• _ACTION ITEM_
Word for word, give again the line holding "Annotation guideline: for every instance of the 'glucosorb'" and each line after it to the end of the listing below.

-- Opening Marker --

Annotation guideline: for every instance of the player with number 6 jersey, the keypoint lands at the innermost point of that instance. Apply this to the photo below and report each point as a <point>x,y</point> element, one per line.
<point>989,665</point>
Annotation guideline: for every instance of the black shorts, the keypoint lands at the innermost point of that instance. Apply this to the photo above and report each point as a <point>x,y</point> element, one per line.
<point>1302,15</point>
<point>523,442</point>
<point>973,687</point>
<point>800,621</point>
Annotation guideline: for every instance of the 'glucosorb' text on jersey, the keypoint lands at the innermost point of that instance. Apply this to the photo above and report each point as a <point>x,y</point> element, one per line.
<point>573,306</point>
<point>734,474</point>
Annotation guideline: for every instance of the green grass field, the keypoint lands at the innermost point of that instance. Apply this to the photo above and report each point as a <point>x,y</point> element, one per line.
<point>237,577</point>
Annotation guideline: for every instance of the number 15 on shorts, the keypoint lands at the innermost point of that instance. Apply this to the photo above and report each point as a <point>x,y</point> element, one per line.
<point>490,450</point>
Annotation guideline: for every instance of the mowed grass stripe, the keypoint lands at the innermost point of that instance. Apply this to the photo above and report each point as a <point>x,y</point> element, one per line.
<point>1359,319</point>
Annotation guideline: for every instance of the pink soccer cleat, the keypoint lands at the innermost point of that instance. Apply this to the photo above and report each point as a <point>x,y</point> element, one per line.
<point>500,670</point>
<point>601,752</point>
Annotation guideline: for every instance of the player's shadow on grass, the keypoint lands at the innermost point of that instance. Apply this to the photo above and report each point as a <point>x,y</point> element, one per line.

-- Closing Marker --

• _EXERCISE RESPONSE_
Annotation guideline: for every instance of the 'glucosorb' text on jersey, the keypoint lands at the innermost point of that instance. Apply this to the photo above and report each point as a <point>x,y</point> element, one per line.
<point>573,306</point>
<point>734,474</point>
Annotation guideline: for every instance of the green grass field, the keypoint lands at the innermost point of that instance. Apply this to the photo above and report each point as a <point>x,y</point> element, one per line.
<point>237,577</point>
Annotation guideline: for every instance of the number 15 on shorts, the keypoint lands at the innermost point of that instance. Apply this to the photo above and report each point as a <point>x,y</point> element, one per line.
<point>490,450</point>
Annotation guideline: for every instance of the mowed grass stripe, the keypoint lands at the innermost point of that instance. Apply this to the photo above and report each point as a <point>x,y</point> element, one per line.
<point>1359,319</point>
Annotation guideline: for every instance of the pink soccer cleat, the keypoint lands at the innermost point of that instance. Apply this to the photo above and report each point as a <point>x,y</point> element, one per line.
<point>500,670</point>
<point>601,752</point>
Annotation guideline: for every instance of the player's shadow on grass, the keypoint lands at the innermost point of that instance. Apply this to the photo above and report each point as a <point>x,y</point> element, one per line.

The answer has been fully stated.